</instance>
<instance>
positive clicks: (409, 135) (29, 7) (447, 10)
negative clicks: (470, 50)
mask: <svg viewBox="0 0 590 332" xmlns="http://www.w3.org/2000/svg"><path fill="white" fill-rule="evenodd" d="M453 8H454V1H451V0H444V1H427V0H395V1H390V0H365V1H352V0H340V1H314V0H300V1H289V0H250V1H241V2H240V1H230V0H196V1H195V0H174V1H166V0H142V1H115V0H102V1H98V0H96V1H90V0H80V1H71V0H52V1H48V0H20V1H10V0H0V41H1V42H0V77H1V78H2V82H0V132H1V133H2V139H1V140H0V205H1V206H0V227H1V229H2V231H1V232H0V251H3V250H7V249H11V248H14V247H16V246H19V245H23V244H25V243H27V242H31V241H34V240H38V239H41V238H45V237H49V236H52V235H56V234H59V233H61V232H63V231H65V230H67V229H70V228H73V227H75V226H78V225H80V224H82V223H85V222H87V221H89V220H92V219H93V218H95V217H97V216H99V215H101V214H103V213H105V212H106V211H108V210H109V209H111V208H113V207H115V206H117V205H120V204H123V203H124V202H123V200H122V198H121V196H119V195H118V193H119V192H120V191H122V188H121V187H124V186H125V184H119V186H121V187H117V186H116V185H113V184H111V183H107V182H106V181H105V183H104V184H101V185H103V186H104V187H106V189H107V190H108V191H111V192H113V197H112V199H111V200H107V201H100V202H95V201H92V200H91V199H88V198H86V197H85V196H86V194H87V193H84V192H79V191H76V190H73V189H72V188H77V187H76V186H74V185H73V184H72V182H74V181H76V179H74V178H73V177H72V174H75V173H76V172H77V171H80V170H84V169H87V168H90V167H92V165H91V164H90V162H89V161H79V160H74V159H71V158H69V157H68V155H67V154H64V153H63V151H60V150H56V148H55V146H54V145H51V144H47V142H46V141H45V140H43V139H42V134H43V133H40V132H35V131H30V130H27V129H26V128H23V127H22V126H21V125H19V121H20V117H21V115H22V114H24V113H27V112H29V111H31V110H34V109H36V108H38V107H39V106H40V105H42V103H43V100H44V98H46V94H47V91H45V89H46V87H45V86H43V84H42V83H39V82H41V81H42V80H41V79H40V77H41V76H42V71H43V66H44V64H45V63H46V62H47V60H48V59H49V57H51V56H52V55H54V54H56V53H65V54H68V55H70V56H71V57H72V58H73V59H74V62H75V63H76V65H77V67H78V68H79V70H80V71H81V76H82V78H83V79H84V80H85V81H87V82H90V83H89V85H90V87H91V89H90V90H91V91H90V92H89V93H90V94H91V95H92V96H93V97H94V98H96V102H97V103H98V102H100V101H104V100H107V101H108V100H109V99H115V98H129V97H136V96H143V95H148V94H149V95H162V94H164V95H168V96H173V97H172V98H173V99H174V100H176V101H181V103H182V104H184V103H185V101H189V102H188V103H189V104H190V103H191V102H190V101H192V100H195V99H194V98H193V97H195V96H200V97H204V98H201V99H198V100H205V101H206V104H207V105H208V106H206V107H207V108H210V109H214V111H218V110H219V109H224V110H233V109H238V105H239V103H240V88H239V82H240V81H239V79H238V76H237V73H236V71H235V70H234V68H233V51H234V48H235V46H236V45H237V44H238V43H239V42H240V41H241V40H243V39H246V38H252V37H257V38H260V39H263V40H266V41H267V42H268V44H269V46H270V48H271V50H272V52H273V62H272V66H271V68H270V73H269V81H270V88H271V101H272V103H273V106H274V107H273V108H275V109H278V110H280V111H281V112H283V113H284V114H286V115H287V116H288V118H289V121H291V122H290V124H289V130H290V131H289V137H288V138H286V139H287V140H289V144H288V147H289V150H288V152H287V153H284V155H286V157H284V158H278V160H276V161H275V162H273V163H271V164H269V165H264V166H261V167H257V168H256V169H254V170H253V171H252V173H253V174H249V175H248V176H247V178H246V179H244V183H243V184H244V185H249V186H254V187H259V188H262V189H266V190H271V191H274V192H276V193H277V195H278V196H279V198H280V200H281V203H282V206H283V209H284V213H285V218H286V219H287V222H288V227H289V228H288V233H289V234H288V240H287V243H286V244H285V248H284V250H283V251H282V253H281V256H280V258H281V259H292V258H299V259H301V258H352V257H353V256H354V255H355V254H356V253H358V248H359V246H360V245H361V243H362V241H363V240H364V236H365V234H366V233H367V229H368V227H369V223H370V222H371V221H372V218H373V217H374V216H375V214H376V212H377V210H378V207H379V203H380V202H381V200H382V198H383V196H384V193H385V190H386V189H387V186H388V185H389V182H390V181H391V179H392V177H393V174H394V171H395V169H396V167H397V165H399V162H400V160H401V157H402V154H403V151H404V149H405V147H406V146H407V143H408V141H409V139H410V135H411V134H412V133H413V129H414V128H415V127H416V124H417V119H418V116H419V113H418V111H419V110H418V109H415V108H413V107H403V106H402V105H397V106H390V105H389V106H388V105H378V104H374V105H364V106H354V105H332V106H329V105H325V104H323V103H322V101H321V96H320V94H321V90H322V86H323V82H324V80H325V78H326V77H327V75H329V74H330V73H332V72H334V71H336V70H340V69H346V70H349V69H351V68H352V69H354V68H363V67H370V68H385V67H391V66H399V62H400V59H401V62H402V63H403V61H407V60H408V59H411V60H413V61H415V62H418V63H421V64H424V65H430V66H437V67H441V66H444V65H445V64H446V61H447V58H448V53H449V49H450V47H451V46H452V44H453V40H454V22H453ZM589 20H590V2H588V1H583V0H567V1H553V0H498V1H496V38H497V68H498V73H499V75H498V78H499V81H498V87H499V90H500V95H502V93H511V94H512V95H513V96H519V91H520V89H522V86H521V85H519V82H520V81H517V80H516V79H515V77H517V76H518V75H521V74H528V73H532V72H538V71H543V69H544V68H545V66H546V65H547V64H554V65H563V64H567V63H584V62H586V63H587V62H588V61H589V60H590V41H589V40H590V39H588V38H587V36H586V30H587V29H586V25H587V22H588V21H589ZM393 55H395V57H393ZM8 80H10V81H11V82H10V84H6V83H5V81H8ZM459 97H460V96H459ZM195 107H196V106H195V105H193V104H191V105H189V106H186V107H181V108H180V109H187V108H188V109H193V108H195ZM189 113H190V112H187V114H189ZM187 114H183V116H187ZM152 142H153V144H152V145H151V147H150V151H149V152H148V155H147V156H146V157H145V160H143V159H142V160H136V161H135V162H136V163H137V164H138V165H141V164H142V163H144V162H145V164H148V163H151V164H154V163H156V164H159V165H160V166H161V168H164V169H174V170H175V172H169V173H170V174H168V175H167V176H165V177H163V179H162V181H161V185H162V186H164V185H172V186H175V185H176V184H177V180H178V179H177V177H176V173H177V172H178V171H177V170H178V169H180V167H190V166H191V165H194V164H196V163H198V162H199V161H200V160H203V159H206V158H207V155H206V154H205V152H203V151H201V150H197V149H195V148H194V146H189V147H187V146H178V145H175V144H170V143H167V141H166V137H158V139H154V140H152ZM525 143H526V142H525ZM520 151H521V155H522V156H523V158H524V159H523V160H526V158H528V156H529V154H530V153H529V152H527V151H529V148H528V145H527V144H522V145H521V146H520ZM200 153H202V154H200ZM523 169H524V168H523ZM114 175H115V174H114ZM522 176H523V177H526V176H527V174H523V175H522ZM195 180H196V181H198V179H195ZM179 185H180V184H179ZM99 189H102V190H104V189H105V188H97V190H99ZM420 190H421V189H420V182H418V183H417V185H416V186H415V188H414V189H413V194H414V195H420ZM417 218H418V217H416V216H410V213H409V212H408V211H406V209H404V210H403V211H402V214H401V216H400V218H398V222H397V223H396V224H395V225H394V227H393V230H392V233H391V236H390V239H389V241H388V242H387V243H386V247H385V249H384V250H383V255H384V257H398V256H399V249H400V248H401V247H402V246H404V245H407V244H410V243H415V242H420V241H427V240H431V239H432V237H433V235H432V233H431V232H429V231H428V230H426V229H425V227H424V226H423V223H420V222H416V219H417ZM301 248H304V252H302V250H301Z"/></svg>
##########
• _WORK TASK_
How many lines of the listing above hold "clicks"? Answer with the number alone.

• _TASK RESPONSE_
2